**Given records:**
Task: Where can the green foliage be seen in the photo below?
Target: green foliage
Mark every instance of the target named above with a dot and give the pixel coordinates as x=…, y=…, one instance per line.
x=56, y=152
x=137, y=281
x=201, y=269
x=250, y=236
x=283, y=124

**Task requirements:**
Please copy all of the material above word for word, keeping every line as it appears.

**Finished task:**
Task: Where can the green foliage be seen in the photo below?
Target: green foliage
Mark every instance of the target named above with a dot and give the pixel coordinates as x=…, y=…, one instance per line.
x=56, y=152
x=137, y=281
x=201, y=269
x=250, y=236
x=283, y=124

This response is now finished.